▶ [Text passage]
****
Section 1102.2 states, “This article does not apply to the following: [¶] (a) Transfers which are required to be preceded by the furnishing to a prospective transferee of a copy of a public report pursuant to Section 11018.1 of the Business and Professions Code....”

Section 2079.6 states, “This article does not apply to transfers which are required to be preceded by the furnishing to a prospective transferee, of a copy of a public report pursuant to Section 11018.1 of the Business and Professions Code and transfers which can be made without a public report pursuant to Section 11010.4 of the Business and Professions Code, unless the property has been previously occupied.”

We recognize, as alleged in the complaint, that defendant was not the original developer but acquired a “significant portion” of Foskett Ranch from the original developer, Lincoln Ranch. Although the SLA does not define “subdivider, ” a DRE regulation defines it to include any person who owns five or more subdivision interests in a subdivision other than a timeshare project, for purposes of sale, lease or financing if the subdivision interests were acquired or are to be acquired from the original recipient of a public report for the subdivided land, or from a person who succeeded to the interest of the original recipient in five or more subdivision interests in a subdivision other than a time share project. (Cal. Code Regs., tit. 10, § 2801.5.) Here, the complaint alleged the original developer, Lincoln Ranch, sold “a significant portion of Foskett Ranch” to defendant. Plaintiff’s opposition to the demurrer referred to defendant as the developer. The CC&Rs for Village 1A (where plaintiff’s property is located) show defendant as a party to the CC&Rs. The subdivision maps show that Village 1A has far more than five lots. It thus seems apparent that this case is subject to the SLA and thus exempt from section 1102 et seq. Plaintiffs do not allege violation of the SLA.
****
▶ [Data for review]

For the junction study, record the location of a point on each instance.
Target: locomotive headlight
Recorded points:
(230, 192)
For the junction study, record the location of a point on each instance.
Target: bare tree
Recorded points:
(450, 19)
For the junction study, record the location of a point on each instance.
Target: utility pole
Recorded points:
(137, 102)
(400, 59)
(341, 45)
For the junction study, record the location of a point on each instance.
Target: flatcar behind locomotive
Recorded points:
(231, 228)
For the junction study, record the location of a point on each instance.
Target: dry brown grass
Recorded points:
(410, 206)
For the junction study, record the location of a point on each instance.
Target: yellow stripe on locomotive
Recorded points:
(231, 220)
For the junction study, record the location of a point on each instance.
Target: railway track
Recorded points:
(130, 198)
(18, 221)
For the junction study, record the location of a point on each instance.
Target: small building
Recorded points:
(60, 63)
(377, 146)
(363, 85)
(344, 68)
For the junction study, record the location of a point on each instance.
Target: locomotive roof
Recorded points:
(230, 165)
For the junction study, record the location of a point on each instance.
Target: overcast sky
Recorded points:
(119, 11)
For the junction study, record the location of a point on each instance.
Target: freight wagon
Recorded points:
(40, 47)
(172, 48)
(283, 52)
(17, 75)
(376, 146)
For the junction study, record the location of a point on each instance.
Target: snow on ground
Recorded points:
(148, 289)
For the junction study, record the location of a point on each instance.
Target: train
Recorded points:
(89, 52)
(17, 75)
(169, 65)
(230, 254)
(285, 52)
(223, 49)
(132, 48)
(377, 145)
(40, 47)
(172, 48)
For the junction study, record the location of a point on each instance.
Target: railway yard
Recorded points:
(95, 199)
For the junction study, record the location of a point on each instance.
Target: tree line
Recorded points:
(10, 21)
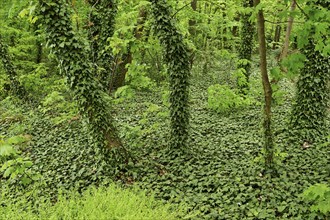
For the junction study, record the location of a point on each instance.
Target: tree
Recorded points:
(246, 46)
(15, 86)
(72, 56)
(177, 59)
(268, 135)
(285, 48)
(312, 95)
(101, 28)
****
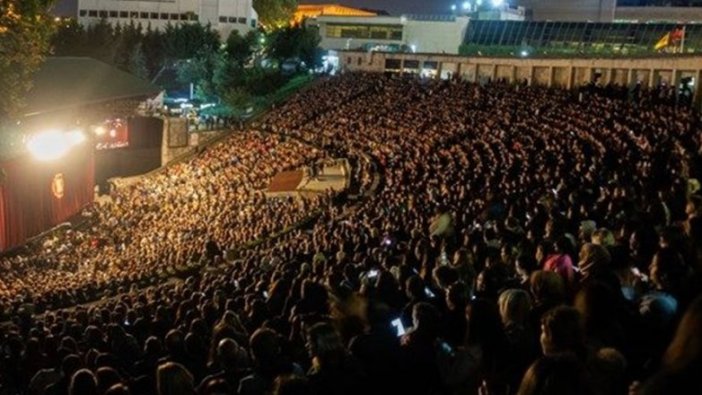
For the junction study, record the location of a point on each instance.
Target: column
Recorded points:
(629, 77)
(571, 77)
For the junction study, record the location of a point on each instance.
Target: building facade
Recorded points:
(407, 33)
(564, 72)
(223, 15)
****
▶ [What is being asked]
Answer these questions from the text on disclosure exemptions.
(a) Under Section 2079.6, transfers that can be made without a public report pursuant to which section of the Business and Professions Code are excluded unless the property has been previously occupied?
(b) Who was the original developer of Foskett Ranch?
(c) Which regulation defines "subdivider"?

▶ [Reply to the exercise]
(a) Section 11010.4
(b) Lincoln Ranch
(c) Cal. Code Regs., tit. 10, § 2801.5